- Opening Delimiter -

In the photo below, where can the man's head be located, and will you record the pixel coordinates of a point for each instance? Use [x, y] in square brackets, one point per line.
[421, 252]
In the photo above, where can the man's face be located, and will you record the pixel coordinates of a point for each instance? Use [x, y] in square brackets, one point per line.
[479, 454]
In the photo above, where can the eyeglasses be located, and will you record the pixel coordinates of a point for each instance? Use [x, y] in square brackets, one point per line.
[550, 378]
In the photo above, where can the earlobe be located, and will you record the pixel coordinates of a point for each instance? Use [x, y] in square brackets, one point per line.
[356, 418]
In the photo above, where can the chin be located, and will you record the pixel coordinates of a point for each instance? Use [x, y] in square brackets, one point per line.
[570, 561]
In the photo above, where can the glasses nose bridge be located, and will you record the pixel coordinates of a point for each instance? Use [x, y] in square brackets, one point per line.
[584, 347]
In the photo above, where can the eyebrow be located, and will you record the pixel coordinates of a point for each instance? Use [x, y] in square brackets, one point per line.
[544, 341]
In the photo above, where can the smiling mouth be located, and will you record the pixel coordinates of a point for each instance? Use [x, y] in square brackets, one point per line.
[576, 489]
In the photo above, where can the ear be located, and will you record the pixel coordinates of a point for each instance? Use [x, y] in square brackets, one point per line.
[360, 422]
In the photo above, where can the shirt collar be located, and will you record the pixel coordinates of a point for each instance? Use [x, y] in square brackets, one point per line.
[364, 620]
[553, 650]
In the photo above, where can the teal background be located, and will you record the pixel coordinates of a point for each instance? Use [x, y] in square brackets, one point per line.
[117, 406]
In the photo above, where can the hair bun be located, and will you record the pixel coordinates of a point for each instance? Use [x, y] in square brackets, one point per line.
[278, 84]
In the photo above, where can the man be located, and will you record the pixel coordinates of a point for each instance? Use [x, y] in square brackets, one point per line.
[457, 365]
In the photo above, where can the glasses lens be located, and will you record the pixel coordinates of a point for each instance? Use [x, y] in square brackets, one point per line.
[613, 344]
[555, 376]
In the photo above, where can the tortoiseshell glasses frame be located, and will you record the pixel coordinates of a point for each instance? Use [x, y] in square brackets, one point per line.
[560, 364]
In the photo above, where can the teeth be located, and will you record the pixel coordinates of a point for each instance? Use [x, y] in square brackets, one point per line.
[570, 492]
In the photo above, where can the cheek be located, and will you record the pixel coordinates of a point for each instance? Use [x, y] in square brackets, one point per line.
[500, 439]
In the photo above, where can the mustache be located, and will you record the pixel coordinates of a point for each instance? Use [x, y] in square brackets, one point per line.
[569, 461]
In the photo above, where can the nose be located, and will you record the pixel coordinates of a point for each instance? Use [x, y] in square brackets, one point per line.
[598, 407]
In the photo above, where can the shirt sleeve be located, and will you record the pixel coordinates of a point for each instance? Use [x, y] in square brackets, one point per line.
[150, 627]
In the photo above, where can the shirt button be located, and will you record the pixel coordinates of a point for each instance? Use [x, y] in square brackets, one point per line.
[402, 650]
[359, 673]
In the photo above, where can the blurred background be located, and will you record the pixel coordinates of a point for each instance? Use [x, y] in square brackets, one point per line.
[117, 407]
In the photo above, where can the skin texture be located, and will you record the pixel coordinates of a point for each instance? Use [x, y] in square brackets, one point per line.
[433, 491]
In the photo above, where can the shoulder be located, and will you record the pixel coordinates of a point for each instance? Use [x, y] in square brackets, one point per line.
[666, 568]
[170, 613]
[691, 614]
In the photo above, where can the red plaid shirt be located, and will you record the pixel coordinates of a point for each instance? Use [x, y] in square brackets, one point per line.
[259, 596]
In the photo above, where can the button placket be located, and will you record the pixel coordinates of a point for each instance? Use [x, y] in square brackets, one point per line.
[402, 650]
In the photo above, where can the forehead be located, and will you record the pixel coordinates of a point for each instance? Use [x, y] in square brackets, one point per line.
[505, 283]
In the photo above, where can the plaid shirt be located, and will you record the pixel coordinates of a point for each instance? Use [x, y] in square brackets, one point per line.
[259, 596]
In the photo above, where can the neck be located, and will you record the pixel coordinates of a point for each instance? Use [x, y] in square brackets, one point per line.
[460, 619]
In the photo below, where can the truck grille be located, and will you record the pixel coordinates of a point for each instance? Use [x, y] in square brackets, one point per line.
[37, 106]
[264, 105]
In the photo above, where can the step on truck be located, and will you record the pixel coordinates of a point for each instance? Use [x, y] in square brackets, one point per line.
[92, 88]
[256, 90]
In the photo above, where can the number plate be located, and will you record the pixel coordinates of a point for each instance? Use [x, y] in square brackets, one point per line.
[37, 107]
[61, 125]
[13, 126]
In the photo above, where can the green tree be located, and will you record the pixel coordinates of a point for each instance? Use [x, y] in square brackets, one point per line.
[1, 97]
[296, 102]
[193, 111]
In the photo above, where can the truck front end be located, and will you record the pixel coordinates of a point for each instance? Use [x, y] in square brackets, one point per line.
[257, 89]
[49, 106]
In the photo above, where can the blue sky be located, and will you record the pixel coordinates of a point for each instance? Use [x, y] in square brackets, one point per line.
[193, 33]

- Closing Delimiter -

▸ Task item:
Write out the line containing "In the photo below, where can the truck" and every line after it through the end of the entries. Keep each one exactly as it is, and add nothing.

▸ Written answer:
In the photo below, where can the truck grille be located, and will you record the pixel coordinates of a point for each instance? Use [x, y] in square brackets, one point per line.
[37, 106]
[264, 105]
In the photo above, where can the step on truck be located, and will you record the pixel coordinates of a point for each instance? Use [x, y] in square brackets, one point per line.
[92, 88]
[256, 90]
In the photo above, where can the number plate be located, and will you record the pixel coordinates of a point for each instance? Use [x, y] in square brackets, one point per line.
[37, 107]
[61, 125]
[13, 126]
In the photo above, where can the green tree be located, and will you record the pixel coordinates of a point for each instance? Use [x, y] in square brackets, one point per line.
[1, 97]
[296, 102]
[193, 111]
In the photo above, where can the truck front end be located, and will you record the pixel coordinates of a point for each instance? Use [x, y] in square brackets, one point per line.
[257, 89]
[49, 106]
In the photo above, where can the blue sky be located, and will you record the pixel coordinates of a point for each instance? Use [x, y] in square brackets, one point per line.
[193, 33]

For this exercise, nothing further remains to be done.